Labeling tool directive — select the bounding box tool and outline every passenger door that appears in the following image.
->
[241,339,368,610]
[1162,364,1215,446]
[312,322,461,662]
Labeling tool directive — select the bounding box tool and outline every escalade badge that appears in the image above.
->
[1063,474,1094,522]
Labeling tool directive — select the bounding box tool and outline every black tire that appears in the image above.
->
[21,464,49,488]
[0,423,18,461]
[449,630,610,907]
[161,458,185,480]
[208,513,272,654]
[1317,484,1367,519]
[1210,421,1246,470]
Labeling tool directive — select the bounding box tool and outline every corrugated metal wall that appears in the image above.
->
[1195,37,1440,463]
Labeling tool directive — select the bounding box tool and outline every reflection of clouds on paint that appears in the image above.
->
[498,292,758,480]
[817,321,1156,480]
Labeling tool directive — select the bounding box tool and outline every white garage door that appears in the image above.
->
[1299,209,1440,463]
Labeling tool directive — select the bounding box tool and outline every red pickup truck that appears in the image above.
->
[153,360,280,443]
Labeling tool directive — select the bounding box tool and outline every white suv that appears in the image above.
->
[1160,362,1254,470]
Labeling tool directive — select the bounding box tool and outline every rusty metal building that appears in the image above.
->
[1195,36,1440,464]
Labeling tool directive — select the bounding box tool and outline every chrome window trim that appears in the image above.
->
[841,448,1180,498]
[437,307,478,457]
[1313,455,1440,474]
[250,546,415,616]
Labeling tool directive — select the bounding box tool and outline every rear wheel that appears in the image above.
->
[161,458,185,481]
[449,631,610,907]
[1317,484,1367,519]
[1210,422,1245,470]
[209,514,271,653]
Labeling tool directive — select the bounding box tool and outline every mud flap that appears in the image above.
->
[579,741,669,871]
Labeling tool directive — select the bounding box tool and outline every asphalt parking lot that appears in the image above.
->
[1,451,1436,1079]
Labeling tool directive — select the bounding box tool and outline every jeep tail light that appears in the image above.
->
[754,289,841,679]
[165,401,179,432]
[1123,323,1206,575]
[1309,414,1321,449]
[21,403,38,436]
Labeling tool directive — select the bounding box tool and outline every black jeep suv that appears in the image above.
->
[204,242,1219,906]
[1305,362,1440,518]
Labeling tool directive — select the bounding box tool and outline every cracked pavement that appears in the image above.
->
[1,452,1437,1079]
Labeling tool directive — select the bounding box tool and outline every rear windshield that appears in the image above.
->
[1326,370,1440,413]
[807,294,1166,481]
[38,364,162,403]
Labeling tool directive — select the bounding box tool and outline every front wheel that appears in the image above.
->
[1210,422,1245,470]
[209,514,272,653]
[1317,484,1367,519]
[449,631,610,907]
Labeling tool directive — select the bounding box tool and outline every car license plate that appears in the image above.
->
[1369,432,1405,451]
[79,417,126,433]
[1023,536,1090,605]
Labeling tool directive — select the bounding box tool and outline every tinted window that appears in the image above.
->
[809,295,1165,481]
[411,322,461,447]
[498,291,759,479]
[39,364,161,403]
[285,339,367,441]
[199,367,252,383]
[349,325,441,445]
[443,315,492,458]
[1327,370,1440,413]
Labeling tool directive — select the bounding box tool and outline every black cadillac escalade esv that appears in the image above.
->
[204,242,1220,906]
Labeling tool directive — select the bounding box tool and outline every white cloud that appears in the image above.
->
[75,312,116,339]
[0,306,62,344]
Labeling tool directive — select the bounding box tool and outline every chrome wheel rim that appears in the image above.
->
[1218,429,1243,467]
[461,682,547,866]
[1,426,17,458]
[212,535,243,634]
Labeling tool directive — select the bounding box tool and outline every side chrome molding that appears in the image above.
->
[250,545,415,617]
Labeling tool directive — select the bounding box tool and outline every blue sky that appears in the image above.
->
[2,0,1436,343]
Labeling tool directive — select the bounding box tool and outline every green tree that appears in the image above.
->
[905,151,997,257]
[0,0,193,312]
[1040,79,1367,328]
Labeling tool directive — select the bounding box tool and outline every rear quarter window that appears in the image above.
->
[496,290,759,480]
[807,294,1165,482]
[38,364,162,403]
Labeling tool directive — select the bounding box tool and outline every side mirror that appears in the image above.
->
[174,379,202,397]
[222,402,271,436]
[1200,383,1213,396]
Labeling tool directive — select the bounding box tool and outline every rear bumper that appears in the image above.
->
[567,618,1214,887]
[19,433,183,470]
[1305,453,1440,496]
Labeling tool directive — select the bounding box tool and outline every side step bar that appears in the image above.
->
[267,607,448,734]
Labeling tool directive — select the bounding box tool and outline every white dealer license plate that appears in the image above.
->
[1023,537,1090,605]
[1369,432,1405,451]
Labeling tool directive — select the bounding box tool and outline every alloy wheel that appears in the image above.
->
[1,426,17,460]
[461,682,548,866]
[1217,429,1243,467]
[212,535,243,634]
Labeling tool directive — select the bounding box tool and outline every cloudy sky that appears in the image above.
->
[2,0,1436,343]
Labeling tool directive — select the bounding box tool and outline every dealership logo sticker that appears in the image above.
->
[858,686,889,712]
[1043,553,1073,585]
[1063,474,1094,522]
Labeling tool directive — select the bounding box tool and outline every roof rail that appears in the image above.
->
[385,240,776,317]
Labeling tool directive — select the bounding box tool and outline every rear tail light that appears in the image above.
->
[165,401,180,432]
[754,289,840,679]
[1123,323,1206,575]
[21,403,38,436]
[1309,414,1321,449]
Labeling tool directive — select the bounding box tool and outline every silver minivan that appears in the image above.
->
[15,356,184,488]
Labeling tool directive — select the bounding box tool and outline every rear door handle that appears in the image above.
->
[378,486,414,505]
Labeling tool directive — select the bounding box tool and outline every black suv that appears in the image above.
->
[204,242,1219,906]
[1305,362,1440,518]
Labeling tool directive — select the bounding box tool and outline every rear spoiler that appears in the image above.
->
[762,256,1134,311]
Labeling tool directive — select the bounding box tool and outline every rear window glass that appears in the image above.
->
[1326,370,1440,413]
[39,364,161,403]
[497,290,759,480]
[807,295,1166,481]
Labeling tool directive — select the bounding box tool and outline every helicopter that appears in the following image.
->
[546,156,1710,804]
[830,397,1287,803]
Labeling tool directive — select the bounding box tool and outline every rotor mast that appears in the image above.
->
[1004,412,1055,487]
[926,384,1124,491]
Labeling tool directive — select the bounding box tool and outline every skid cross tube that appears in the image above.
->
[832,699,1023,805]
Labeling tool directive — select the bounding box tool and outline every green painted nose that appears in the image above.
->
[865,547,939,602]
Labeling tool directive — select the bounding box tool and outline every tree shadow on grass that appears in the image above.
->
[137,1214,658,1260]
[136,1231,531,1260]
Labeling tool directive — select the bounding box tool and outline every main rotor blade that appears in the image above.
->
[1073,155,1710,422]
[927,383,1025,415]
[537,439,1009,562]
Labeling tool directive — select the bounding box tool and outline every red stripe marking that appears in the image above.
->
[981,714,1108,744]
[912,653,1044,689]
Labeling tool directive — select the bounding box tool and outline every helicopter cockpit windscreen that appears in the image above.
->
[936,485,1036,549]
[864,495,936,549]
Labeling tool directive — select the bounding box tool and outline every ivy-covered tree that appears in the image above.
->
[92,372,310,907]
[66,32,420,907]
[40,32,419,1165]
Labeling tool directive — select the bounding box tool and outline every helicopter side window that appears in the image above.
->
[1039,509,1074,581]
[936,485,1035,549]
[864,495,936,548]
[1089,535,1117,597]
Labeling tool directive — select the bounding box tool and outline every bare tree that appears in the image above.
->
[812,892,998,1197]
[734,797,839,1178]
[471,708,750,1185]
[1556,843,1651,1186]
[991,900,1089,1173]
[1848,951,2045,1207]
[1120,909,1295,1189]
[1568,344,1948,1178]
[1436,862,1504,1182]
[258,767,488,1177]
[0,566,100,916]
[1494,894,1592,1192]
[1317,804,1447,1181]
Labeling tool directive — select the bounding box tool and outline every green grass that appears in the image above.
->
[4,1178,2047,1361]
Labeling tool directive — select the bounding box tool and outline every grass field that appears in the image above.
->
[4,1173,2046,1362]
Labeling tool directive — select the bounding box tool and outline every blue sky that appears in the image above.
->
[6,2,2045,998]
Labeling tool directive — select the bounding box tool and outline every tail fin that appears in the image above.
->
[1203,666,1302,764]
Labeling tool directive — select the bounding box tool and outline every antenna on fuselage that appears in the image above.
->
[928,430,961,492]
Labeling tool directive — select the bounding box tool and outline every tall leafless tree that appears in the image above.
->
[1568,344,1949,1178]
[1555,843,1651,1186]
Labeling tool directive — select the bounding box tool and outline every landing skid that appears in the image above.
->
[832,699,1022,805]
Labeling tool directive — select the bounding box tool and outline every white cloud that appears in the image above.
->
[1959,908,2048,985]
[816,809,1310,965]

┄┄┄┄┄┄

- **Work instruction**
Give again, unchanged, the lines running from the top of the material above through the line that has "wall that appears in the image above.", and nothing more.

- **Finished exercise**
Labeling tool directive — select the bounding box tool and outline every passenger door that appears in the following image.
->
[241,339,368,610]
[1162,364,1215,446]
[312,322,461,662]
Labeling tool directive — select the bounding box tool and outline every escalade badge that appears in the image above.
->
[1063,474,1094,522]
Labeling tool directive — select the bounding box tool and outline every black tire that appears in the image above.
->
[21,464,49,488]
[0,423,18,461]
[449,630,610,907]
[161,458,185,480]
[208,513,272,654]
[1317,484,1367,519]
[1210,421,1246,470]
Labeling tool directive — select the bounding box tool and outline every corrugated metal wall that appears in the image above.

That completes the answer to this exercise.